Väterliches Gift: Ein weiterer „Tatort“-Kommissar unter Mordverdacht

Saarbrücker Spitzen: Der „Tatort“ mit Daniel Sträßer treibt das Vater-Sohn-Freund-Drama auf die Spitze

„Ihr Charme ist überwältigend.“ Der Spruch im Glückskeks ist für lange Zeit die einzige Nettigkeit, die Hauptkommissar Adam Schürk (Daniel Sträßer) widerfährt. Eine SMS von „Drecksau“ unterbricht den Betriebsausflug des „Tatort“-Quartetts aus Saarbrücken in einem chinesischen Restaurant. Adam möge bitte kommen, es gehe um seine Mutter, schreibt „Drecksau“. Unter dem wenig schmeichelhaften Namen hat Schürk die Telefonnummer seines Vaters Roland Schürk (Torsten Michaelis) gespeichert, der ihn in seiner Kindheit regelmäßig verprügelt hatte. Der Kommissar kann die Mutter telefonisch nicht erreichen, also bricht er zum Vater auf, ohne seinem besten Freund und Kollegen Leo Hölzer (Vladimir Burlakov) sowie den Kommissarinnen Esther Baumann (Brigitte Urhausen) und Pia Heinrich (Ines Marie Westernströer) den Grund zu nennen.

Das nicht mehr ganz neue „Tatort“-Team ist damit im dritten Film erst einmal gesprengt. Adam Schürk taucht unter, nachdem sein Vater nach einem Bauchschuss qualvoll verblutete. Wieder mal gerät ein „Tatort“-Kommissar unter Mordverdacht, das war zuletzt fast die Regel. Schürks Schicksal teilten auch Frank Thiel in Münster und Charlotte Lindholm beim Udo-Lindenberg-Gastspiel in Hamburg. Bei der ARD-Programmplanung scheint man die Sonntagskrimis nun nach Themengruppen zu sortieren.

LISTE DER ZEILEN |

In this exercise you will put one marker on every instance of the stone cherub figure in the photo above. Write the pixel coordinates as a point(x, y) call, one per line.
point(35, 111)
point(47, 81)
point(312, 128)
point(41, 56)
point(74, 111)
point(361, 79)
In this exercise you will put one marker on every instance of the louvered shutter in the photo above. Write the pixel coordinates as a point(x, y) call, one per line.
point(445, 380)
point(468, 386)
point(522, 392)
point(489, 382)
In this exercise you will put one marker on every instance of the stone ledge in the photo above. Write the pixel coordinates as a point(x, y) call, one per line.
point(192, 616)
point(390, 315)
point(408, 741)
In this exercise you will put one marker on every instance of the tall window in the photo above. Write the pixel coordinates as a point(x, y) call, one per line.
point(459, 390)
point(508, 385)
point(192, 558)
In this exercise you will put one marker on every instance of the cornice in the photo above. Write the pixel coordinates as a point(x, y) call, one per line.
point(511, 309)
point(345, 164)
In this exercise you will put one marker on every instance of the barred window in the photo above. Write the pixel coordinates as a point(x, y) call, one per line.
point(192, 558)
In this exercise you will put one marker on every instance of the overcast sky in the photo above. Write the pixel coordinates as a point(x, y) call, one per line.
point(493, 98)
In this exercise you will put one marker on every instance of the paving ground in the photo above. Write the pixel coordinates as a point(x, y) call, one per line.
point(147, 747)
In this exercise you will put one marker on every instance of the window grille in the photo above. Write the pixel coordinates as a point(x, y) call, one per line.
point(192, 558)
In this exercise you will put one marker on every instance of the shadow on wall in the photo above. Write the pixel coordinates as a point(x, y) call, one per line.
* * *
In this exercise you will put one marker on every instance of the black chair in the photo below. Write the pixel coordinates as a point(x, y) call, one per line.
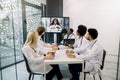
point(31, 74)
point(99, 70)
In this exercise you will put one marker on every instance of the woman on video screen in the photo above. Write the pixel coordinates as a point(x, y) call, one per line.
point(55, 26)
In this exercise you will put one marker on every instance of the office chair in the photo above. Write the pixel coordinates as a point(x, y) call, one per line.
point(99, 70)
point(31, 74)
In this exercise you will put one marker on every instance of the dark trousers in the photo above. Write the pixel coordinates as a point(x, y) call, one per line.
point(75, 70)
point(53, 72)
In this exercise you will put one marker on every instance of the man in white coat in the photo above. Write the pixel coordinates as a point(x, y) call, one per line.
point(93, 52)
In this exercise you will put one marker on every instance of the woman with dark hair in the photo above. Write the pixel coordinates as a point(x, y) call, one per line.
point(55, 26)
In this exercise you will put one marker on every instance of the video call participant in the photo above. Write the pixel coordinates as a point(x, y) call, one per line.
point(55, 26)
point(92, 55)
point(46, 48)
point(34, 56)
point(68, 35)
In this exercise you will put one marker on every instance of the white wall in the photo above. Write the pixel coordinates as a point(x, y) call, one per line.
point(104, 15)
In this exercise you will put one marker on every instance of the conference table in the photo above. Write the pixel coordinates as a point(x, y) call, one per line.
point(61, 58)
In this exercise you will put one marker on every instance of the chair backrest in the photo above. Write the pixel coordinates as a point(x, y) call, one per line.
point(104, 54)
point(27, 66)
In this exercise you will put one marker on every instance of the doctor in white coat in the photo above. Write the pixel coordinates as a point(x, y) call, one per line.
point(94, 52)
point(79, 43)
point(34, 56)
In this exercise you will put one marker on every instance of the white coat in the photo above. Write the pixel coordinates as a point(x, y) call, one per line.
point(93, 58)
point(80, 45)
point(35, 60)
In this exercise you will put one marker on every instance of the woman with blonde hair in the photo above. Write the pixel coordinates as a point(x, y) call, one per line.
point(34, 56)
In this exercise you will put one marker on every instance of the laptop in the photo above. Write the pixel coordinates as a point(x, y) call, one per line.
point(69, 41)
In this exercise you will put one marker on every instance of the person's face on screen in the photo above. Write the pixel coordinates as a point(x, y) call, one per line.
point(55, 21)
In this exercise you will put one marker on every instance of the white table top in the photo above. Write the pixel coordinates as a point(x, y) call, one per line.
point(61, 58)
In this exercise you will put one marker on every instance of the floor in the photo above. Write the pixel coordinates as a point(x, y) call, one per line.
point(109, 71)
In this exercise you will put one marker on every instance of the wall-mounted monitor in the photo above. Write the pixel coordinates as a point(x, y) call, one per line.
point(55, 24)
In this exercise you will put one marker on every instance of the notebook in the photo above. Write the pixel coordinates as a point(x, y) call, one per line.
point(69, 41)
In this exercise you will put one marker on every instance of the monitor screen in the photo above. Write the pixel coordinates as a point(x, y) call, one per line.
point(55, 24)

AUFTRAG 1 |
Unter welchem Namen hat Adam Schürk laut dem Auszug über den Saarbrücker „Tatort“ die Telefonnummer seines Vaters gespeichert?
AUFTRAG 2 |
Übertrage bitte aus den Zeilen oben alles zwischen der Zeile mit „of the overcast“ und der Zeile mit „of the shadow“, beide eingeschlossen, in eine nummerierte Liste ohne Leerzeilen.

AUSGEARBEITETE LÖSUNG 1 |
Unter dem Namen „Drecksau“.

AUSGEARBEITETE LÖSUNG 2 |
1. In this exercise you will put one marker on every instance of the overcast sky in the photo above. Write the pixel coordinates as a point(x, y) call, one per line.
2. point(493, 98)
3. In this exercise you will put one marker on every instance of the paving ground in the photo above. Write the pixel coordinates as a point(x, y) call, one per line.
4. point(147, 747)
5. In this exercise you will put one marker on every instance of the window grille in the photo above. Write the pixel coordinates as a point(x, y) call, one per line.
6. point(192, 558)
7. In this exercise you will put one marker on every instance of the shadow on wall in the photo above. Write the pixel coordinates as a point(x, y) call, one per line.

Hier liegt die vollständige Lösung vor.